STATED EXERCISE
Locate every line below that contains the word "cluster" and copy each of those lines.

EXCERPTED DATA
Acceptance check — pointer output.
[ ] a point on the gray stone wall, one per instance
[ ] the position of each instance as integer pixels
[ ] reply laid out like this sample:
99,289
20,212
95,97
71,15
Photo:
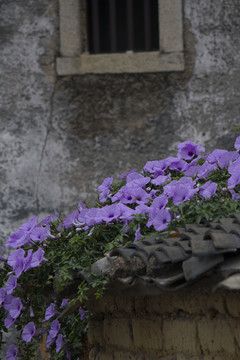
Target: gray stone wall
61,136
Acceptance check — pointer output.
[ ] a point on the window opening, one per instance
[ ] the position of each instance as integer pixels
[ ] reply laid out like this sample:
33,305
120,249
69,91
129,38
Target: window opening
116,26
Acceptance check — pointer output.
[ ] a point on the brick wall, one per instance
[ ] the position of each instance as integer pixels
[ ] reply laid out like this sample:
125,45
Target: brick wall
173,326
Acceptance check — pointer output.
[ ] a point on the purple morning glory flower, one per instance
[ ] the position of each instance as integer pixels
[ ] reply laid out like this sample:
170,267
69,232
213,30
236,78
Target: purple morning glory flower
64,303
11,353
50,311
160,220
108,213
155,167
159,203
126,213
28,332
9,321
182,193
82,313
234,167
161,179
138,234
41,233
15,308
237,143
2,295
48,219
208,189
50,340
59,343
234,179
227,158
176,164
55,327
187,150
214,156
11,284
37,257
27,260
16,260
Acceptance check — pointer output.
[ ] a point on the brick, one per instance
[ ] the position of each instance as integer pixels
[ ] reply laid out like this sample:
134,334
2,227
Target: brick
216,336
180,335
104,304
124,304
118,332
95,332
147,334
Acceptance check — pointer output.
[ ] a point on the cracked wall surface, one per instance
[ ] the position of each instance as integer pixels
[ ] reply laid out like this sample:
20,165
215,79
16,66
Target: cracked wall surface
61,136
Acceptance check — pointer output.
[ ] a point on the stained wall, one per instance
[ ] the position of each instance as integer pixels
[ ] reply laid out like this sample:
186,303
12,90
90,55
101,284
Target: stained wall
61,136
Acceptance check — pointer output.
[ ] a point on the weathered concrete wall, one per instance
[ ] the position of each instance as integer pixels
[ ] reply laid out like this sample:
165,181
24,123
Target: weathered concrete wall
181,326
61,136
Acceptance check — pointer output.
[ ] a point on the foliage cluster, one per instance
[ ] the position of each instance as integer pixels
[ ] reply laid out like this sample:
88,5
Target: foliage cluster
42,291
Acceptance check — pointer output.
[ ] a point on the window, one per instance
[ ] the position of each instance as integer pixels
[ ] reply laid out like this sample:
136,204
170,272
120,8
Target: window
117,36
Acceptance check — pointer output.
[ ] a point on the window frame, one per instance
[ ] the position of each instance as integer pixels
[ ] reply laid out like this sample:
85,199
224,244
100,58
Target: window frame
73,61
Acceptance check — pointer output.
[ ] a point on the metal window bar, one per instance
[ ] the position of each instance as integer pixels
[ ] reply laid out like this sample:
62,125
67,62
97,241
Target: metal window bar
* * *
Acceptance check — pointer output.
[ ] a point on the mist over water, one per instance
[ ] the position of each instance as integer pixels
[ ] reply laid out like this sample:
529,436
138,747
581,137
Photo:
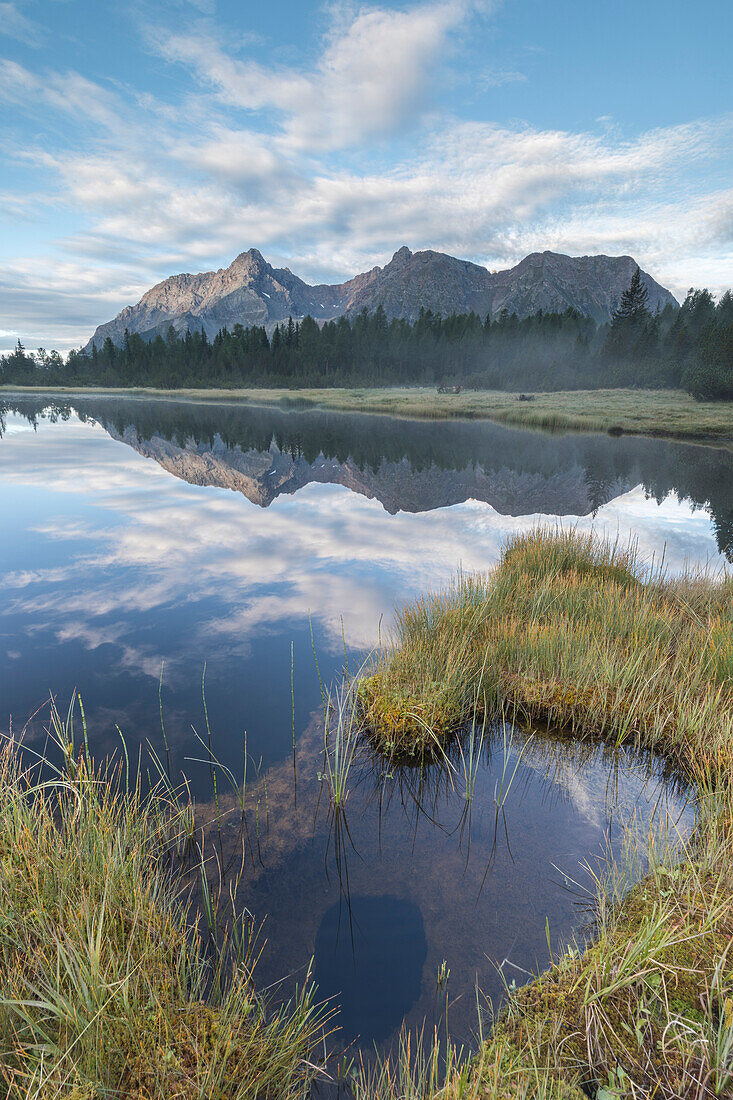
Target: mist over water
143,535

RESULT
[ ] a point on the foliage cluster, one per instance
Target: foliage cluster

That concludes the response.